> [Objective]: Swap "drop a dot" for "place a marker" everywhere it occurs in the listing below, change nothing else, and write out all of its lines again.

> [Data for this exercise]:
—————

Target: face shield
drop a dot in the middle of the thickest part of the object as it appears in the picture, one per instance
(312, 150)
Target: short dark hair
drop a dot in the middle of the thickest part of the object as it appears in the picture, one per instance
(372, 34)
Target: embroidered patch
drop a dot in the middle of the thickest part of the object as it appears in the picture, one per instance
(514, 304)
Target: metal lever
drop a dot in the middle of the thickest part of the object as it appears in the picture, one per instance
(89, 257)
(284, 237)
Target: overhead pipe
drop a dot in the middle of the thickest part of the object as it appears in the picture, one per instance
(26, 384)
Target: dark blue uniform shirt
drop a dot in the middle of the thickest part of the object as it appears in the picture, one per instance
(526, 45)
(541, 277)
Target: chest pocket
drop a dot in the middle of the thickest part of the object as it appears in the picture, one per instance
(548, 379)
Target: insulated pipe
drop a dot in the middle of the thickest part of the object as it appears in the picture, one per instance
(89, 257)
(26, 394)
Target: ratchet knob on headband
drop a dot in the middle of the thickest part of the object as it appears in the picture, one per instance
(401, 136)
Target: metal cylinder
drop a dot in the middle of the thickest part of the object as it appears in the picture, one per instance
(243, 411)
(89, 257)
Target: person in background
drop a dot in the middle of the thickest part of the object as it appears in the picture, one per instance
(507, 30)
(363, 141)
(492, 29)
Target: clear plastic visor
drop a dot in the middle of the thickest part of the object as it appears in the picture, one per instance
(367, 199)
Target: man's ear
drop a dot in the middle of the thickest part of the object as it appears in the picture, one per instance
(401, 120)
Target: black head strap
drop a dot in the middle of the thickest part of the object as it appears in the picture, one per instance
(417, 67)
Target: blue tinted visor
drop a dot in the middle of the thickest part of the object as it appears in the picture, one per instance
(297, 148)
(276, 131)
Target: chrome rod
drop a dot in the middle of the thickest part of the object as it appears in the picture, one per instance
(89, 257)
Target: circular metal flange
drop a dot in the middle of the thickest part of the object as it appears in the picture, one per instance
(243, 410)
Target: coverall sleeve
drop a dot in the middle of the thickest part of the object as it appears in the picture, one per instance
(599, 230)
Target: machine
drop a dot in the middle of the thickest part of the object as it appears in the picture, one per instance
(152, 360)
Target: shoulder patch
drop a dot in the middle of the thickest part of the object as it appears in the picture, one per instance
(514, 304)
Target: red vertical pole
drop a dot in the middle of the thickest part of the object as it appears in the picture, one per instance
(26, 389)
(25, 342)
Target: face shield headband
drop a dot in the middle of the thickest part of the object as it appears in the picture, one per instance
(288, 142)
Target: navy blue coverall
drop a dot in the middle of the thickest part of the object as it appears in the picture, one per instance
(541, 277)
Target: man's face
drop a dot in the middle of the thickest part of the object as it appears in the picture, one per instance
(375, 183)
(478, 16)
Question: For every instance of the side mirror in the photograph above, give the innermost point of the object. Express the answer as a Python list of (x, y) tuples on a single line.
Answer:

—————

> [Task response]:
Target: face shield
place a marker in the middle of the thickest part of the object as it appears in the picture, one per instance
(312, 150)
Target: short dark hair
place a marker in the middle of the thickest part of the object as it appears in the picture, one per instance
(372, 34)
Target: embroidered patch
place a marker in the middle of the thickest part of the object as it appears in the picture, one per instance
(514, 304)
Target: metal lever
place a marker in the middle of the thickest part of the object as it appears in the picture, one per instance
(89, 257)
(284, 237)
Target: overhead pipe
place a marker in the middle of the thickest part of the object as it appears in the picture, one per instance
(26, 384)
Target: dark blue uniform shirt
place a marker in the middle of the thickest part of the object as it appears in the picture, one per instance
(526, 45)
(541, 277)
Target: chest pocket
place a marker in the middle of the thickest part of the object as it appears in the picture, one per instance
(548, 379)
Target: insulated pipe
place a marker in the middle of the thickest part of the object as it appears in the picture, one per instance
(89, 257)
(26, 394)
Target: ratchet knob on headband
place a marker in the middle of the thickest part of the object as it appears in the picture, one per instance
(401, 136)
Target: metal cylinder
place a marker in the middle of the thickest part of the object as it appears in the picture, one per instance
(243, 411)
(89, 257)
Target: person in background
place a marker in the middle of the thickest part of the object as it appears in the picture, one per instance
(507, 30)
(363, 141)
(492, 29)
Target: clear plastic visor
place a marker in the middle of the thickest part of the object as it appears in the picture, one per instance
(367, 199)
Target: man's ear
place a marker in the middle of the thickest part of the object as it appears in the picture, one per instance
(401, 120)
Target: black head strap
place a marker in the middle of the thickest part of the object as it appears in the picture, one per instance
(417, 67)
Target: blue tinted visor
place a marker in the middle of the thickest part of the object as it appears in the picture, one per instance
(297, 148)
(276, 131)
Target: chrome rod
place a marker in the middle of the thickest part of the object as it appears in the picture, one per instance
(89, 257)
Target: circular metal flange
place a marker in the middle of the thickest part of the object as it appears in the picture, one per instance
(243, 410)
Target: coverall sleeve
place a marker in the middle of the thickest part of the object as it appears in the picture, one per instance
(599, 230)
Target: machine
place a marker in the middle of the thickest part of the object as it appears in the picture, one per instance
(152, 360)
Target: shoulder patch
place a marker in the middle of the thickest part of the object as it appears in the picture, one per instance
(514, 304)
Target: red vertical pole
place a marker in the middle of the thickest part of the object as it appears in the picture, one per instance
(26, 389)
(25, 342)
Target: face shield headband
place a marker in the middle of the thickest part of the object as it appears in the picture, one per instance
(288, 142)
Target: navy blue coverall
place a marker in the middle of the thickest part of the object as it appears in the picture, one per instance
(541, 277)
Target: man's face
place a marker in the middle of the thickest part of the object as it appears in the picture, one per instance
(375, 183)
(478, 16)
Question: For every instance of the side mirror in the photograph above, give the innermost point of the object. Express the answer as a Python list of (x, y) tuples on a single line.
Answer:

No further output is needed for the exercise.